_Problem details_.
Using the records below, write out again exactly the lines that begin at the line containing "Task: Indicate the black alloy" and end at the line containing "Task: Indicate the utility pole", and no other lines.

_Data for analysis_.
┌──
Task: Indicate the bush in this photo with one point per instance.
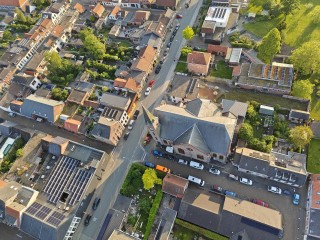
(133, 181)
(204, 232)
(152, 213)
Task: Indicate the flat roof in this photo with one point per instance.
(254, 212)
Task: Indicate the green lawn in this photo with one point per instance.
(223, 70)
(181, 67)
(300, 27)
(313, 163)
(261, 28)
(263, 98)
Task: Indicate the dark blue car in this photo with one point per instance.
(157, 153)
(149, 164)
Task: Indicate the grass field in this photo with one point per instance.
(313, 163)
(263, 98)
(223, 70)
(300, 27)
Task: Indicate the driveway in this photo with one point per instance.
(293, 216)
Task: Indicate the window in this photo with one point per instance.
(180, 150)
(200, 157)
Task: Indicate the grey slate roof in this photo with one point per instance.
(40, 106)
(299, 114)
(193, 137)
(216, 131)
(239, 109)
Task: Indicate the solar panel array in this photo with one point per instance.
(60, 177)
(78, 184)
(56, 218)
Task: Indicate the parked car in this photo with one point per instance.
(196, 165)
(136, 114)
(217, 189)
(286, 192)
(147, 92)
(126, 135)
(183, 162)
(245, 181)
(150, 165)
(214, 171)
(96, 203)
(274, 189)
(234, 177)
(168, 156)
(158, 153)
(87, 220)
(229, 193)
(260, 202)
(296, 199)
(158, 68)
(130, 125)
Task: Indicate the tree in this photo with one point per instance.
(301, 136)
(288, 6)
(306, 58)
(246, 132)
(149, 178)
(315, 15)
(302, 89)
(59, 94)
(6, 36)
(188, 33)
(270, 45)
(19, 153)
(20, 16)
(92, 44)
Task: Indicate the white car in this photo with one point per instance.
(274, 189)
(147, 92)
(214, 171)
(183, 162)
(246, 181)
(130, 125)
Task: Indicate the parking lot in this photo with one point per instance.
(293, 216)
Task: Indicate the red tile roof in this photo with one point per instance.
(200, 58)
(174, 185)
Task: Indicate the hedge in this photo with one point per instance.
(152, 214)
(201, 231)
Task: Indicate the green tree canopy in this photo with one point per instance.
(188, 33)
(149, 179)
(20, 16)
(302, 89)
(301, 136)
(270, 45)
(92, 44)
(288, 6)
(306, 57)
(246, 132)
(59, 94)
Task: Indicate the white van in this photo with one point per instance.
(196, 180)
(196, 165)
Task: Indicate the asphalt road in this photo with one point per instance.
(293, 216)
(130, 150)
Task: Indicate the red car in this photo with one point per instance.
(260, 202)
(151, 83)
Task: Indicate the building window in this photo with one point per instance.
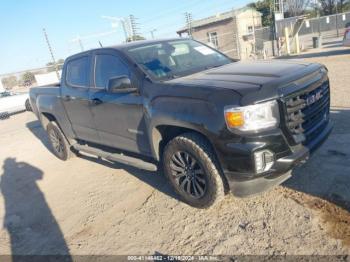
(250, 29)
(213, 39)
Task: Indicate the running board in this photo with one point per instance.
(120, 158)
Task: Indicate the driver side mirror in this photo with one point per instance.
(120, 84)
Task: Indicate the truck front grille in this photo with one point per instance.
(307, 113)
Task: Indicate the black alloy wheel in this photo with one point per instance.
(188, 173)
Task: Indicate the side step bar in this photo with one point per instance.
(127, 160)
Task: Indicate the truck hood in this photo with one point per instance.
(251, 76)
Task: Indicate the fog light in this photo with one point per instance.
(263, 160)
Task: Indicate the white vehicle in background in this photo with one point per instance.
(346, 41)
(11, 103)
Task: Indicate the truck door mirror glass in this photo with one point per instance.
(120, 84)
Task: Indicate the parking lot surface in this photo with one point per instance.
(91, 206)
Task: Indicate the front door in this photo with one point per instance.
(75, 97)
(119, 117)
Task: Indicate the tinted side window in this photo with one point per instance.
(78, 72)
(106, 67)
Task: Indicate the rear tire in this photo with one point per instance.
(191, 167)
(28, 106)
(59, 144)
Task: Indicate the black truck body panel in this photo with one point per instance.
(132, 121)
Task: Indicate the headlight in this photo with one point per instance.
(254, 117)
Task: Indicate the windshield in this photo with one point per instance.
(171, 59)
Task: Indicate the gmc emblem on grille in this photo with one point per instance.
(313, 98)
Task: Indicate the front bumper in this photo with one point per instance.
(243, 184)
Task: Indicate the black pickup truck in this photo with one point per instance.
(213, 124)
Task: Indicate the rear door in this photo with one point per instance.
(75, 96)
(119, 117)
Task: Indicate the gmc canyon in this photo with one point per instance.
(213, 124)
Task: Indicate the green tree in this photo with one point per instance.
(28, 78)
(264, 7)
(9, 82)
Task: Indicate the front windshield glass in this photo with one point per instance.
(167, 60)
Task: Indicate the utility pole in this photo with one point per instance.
└──
┌──
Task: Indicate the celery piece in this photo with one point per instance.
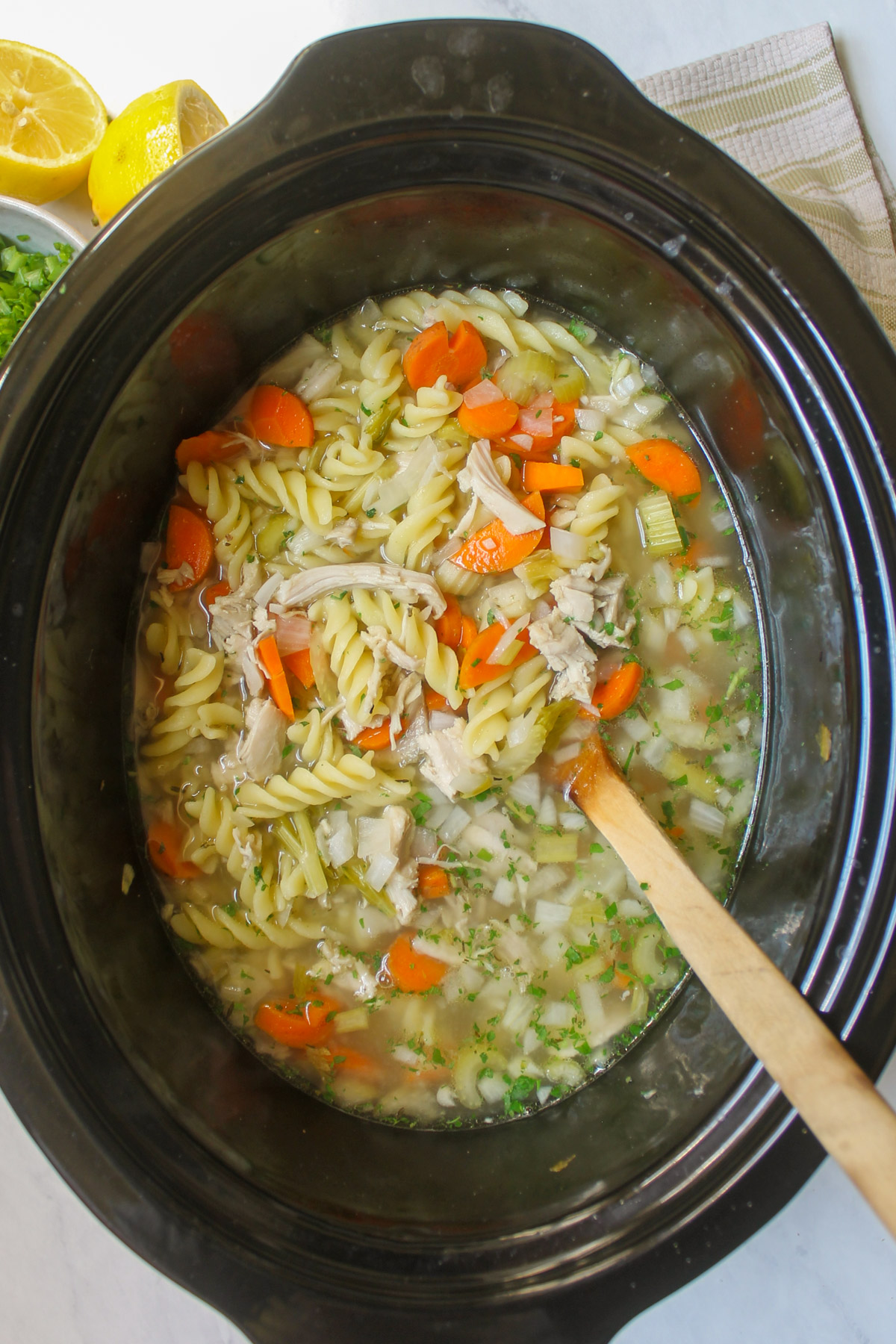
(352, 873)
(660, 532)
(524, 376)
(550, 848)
└──
┌──
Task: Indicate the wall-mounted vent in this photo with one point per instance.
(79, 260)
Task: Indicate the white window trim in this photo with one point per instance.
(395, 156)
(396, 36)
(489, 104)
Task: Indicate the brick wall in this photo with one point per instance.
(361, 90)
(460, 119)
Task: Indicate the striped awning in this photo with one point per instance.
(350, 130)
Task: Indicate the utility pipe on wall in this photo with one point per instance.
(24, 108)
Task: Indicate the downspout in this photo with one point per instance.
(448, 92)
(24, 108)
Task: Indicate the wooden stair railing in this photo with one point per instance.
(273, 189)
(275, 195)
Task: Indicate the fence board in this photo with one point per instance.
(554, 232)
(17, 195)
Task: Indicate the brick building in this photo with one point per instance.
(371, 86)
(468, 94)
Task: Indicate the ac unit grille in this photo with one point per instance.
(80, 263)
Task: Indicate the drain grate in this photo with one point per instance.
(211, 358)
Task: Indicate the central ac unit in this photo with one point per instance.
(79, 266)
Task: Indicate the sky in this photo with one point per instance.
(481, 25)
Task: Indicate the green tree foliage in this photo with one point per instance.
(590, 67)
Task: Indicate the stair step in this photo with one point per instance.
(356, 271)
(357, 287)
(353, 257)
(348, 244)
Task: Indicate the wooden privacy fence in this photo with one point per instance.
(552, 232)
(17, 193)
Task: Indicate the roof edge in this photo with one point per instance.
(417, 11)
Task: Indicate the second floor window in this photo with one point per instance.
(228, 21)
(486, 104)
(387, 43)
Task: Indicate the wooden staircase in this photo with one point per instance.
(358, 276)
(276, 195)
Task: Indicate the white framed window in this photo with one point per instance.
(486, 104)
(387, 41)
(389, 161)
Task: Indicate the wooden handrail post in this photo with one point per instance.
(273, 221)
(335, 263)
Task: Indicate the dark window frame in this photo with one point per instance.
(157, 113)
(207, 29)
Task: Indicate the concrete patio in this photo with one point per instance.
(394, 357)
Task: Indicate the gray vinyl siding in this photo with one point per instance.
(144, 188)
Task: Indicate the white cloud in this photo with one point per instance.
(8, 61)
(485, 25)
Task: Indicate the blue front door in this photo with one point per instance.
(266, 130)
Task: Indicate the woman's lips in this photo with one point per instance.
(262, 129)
└──
_Expected answer_.
Task: Indicate the black alloy wheel in this photo with one point per instance.
(188, 173)
Task: Indicate the side step bar in this photo with one point per instance.
(127, 160)
Task: Indicate the truck hood in this photo with one point per instance.
(251, 76)
Task: Indicate the fog light in this photo with one point per instance.
(263, 160)
Task: Indicate the white vehicle in background in this photo with one point per instance.
(346, 41)
(11, 103)
Task: Indicate the truck door mirror glass in this photo with one point per instance.
(120, 84)
Task: Indicate the parking lot surface in this photo with one point per instance.
(91, 206)
Task: Indicate the front door in this photo with one point per instance.
(75, 97)
(119, 117)
Task: Indicate the tinted side window in this photo with one point per instance.
(78, 72)
(106, 67)
Task: Indicate the rear tire in this photo with one point per instance.
(191, 167)
(28, 106)
(59, 144)
Task: Indicate the black truck body panel in this photo with one point per instance.
(132, 121)
Task: Indicate the headlight in this photo with one point per instance.
(254, 117)
Task: Indicate the windshield in this photo with one point per instance.
(171, 59)
Task: Indicate the gmc emblem on grille in this photo with one point per instance.
(313, 98)
Task: Indicate the front bumper in this photo with one point per instance.
(243, 184)
Task: Indicate the black pickup truck in this photo with one point per instance.
(213, 124)
Task: Indicate the rear door in this photo with one point per instance.
(75, 96)
(119, 117)
Task: Indicate the gmc canyon in this photo with one point per instance.
(213, 124)
Task: Indicate the green tree in this photo with one point per instance.
(28, 78)
(264, 7)
(9, 82)
Task: Indicate the front windshield glass in this photo with one point per instance.
(167, 60)
Task: Indicate the utility pole in this photo with one point per instance.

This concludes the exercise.